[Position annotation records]
-*-*-

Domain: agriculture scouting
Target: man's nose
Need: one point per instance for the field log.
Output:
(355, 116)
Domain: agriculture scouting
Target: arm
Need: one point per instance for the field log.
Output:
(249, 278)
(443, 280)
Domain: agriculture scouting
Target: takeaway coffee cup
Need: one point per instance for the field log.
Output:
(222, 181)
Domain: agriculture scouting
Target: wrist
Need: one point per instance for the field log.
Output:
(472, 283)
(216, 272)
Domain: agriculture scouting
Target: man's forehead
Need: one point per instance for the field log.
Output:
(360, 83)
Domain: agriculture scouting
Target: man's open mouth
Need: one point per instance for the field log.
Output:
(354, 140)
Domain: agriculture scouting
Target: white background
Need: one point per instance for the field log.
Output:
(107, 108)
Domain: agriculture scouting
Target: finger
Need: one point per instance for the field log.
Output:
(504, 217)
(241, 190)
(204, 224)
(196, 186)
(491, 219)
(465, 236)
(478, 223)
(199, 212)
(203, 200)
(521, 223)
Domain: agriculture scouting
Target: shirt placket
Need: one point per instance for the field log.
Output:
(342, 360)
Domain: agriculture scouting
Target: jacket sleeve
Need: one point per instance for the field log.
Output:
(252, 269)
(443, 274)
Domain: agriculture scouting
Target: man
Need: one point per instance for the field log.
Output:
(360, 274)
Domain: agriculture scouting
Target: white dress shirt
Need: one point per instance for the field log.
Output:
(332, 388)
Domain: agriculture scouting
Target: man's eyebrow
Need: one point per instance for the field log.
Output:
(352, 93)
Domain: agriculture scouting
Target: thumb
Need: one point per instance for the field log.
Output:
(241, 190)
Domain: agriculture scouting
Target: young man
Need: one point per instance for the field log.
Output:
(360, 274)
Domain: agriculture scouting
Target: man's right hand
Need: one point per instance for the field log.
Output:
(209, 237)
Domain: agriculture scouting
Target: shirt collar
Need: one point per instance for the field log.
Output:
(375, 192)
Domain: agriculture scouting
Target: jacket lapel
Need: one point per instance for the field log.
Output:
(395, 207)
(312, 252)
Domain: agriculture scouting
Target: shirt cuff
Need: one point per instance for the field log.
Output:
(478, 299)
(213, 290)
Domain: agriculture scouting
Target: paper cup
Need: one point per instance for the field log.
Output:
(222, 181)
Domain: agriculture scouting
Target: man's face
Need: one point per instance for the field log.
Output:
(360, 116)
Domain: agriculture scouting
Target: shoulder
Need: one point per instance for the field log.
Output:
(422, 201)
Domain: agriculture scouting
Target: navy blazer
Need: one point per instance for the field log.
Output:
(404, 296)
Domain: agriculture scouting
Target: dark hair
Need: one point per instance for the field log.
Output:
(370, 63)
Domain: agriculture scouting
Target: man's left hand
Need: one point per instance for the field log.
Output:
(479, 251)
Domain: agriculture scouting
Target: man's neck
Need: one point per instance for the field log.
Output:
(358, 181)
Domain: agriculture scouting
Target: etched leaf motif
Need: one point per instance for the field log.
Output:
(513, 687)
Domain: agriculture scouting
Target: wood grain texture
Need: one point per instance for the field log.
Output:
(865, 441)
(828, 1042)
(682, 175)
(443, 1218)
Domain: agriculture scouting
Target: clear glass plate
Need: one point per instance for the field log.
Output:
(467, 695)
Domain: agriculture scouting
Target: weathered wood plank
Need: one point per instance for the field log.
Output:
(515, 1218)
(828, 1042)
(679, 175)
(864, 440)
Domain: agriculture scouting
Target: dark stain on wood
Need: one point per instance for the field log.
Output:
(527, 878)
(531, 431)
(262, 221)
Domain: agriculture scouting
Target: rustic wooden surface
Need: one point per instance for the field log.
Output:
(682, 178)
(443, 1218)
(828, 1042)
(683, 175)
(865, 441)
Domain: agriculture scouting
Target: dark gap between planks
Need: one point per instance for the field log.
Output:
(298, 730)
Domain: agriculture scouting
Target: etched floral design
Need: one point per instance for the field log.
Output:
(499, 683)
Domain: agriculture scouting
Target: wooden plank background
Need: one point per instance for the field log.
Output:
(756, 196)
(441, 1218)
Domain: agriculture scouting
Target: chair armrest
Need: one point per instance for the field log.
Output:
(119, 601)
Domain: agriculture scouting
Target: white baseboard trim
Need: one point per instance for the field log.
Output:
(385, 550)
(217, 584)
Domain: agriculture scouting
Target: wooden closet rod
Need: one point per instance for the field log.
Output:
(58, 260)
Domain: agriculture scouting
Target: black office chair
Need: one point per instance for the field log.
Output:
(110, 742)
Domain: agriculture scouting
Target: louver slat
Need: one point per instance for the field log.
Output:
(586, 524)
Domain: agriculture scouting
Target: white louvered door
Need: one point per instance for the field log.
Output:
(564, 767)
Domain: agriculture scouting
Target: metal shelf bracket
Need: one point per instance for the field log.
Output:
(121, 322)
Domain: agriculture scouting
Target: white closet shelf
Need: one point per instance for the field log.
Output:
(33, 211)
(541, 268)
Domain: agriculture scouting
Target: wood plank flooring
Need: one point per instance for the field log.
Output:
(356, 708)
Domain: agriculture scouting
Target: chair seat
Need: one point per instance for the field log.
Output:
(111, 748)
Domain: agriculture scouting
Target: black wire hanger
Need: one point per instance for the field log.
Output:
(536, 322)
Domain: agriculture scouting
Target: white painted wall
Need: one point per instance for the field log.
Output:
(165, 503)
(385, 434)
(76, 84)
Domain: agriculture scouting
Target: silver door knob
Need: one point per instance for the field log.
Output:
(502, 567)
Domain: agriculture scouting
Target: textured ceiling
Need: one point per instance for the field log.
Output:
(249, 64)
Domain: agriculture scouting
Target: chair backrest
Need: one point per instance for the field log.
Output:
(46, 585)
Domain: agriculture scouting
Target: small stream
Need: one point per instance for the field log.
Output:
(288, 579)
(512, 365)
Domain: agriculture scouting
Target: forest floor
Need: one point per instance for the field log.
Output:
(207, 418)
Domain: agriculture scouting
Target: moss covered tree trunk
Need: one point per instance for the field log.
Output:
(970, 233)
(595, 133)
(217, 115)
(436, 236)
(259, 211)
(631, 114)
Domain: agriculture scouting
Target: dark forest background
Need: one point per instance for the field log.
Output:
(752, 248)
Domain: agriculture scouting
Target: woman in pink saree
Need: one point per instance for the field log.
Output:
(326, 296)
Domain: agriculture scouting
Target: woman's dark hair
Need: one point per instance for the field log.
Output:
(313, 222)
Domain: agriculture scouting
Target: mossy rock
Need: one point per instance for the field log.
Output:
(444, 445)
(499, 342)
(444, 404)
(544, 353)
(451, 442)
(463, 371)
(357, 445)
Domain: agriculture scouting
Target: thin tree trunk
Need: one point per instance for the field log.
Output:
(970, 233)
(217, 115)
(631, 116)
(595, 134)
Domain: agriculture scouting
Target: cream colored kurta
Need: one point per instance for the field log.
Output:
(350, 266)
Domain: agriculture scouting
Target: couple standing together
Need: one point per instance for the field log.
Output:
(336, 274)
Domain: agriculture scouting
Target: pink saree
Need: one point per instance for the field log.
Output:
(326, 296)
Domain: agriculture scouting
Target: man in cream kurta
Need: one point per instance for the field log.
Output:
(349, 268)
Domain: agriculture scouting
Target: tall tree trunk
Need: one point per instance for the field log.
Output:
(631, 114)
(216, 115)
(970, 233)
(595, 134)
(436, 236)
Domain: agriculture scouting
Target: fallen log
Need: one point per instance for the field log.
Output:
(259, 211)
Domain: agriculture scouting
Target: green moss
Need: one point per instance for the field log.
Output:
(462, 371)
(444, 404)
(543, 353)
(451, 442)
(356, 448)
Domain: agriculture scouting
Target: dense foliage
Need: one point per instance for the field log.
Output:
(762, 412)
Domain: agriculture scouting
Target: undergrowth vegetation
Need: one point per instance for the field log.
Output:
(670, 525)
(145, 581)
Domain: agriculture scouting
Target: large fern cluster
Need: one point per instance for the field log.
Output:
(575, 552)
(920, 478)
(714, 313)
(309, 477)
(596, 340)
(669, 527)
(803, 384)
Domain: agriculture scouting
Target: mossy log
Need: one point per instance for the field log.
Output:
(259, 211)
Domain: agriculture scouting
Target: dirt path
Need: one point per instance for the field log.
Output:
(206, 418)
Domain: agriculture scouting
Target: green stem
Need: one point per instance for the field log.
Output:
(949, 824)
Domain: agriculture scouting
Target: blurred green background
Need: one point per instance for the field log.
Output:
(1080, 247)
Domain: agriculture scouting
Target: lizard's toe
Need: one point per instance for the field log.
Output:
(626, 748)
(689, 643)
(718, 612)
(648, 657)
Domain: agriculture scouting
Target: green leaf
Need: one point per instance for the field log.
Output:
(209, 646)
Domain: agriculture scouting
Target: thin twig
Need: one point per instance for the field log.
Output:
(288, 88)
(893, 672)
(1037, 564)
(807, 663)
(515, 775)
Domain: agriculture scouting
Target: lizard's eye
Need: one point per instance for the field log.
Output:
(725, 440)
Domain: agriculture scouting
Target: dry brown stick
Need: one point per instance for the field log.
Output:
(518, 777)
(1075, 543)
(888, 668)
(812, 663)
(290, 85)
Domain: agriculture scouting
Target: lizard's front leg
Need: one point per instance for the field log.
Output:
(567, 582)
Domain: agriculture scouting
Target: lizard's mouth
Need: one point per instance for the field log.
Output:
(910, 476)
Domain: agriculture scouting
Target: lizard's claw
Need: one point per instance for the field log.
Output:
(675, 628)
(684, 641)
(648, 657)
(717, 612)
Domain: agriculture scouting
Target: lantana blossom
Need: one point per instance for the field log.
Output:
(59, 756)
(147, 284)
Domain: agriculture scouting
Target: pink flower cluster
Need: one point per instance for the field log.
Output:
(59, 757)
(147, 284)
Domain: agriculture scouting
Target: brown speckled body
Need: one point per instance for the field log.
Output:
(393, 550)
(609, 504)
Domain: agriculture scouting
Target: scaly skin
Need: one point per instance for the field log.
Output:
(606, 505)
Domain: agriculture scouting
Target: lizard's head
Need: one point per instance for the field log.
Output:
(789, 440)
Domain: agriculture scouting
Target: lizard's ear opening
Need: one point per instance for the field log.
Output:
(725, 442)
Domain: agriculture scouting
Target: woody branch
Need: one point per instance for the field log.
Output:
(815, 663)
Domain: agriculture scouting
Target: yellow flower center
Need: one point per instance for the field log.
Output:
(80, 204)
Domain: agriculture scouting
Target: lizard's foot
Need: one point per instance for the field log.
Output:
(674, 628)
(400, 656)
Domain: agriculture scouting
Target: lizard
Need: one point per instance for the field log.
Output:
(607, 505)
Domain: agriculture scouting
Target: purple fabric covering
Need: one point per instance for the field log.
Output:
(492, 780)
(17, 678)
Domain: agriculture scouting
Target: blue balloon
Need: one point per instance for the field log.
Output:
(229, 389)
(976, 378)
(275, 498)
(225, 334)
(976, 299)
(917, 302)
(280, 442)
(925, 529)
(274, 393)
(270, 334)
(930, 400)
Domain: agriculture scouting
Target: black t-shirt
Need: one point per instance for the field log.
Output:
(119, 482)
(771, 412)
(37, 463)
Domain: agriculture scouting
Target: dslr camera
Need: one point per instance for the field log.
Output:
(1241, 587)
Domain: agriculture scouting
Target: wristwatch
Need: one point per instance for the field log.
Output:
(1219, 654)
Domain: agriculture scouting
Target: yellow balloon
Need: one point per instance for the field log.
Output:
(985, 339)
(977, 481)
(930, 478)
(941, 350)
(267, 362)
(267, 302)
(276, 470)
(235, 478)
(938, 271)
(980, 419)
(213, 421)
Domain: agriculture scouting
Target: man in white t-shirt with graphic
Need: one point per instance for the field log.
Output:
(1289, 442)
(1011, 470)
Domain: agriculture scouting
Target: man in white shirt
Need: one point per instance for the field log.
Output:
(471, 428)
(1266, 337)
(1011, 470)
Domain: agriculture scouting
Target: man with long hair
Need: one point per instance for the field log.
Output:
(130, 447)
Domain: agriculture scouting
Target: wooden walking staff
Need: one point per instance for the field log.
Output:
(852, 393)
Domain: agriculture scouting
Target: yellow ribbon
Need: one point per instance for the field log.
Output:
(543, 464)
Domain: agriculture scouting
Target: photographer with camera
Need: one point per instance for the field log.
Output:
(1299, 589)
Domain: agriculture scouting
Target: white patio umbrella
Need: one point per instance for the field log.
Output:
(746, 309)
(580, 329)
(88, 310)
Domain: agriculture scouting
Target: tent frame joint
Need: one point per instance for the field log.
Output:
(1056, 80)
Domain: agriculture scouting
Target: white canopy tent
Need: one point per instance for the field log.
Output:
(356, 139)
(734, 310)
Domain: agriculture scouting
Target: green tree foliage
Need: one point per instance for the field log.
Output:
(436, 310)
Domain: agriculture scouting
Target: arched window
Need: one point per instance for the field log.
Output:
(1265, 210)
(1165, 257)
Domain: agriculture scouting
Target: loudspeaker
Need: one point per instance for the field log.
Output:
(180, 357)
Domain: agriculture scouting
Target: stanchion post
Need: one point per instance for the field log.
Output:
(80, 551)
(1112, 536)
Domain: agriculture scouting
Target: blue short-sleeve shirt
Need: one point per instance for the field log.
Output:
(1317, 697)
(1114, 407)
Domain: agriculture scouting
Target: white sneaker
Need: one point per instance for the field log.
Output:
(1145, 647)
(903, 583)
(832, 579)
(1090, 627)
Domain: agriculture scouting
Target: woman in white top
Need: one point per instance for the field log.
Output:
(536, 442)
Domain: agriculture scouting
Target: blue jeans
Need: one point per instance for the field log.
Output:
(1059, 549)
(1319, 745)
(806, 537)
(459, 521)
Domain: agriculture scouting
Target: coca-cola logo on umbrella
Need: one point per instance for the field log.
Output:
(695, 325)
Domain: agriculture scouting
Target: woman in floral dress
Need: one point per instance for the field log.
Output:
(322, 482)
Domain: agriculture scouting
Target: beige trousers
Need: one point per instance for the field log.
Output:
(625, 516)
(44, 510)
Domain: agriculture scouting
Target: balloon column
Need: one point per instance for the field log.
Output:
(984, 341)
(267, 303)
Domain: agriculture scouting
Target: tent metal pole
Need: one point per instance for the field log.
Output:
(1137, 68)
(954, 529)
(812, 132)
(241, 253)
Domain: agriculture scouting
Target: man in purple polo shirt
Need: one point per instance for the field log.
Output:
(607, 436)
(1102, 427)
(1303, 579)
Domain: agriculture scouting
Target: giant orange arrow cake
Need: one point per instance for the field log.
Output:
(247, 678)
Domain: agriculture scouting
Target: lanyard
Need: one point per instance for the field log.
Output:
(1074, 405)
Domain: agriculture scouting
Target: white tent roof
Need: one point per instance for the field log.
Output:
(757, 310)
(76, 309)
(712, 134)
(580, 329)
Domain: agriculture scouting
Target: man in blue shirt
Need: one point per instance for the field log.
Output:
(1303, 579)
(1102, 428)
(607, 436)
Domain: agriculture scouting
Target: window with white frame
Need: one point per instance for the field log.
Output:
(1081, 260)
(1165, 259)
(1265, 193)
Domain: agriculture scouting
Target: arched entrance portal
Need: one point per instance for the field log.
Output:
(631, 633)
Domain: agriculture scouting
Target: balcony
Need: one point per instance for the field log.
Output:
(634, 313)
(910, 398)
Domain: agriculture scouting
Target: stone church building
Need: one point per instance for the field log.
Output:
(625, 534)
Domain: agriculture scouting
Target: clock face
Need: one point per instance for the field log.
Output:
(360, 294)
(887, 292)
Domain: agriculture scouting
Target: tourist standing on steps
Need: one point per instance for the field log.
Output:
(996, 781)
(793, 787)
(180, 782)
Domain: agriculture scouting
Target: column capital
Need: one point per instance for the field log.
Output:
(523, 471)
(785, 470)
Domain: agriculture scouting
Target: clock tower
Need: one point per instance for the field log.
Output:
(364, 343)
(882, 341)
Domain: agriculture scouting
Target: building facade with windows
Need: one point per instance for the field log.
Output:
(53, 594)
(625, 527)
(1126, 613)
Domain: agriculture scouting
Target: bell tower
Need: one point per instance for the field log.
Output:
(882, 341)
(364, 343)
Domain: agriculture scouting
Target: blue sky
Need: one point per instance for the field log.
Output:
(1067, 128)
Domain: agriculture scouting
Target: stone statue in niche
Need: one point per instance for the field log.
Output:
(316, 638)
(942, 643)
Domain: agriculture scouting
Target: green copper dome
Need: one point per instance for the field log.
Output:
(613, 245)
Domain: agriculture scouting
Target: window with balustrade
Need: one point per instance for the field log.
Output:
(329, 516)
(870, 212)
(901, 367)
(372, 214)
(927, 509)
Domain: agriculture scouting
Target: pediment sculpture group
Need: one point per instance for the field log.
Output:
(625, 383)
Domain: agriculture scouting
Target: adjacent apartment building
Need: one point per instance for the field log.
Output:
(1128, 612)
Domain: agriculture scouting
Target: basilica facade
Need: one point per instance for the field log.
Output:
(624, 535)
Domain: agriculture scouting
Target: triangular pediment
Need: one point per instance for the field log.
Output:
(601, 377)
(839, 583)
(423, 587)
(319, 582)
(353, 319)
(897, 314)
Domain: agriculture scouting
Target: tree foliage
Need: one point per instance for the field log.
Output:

-*-*-

Which lines in the rows above contain the string "column"? Copy out every such line, counting a match only when the case is the same.

Target: balloon column
Target: column capital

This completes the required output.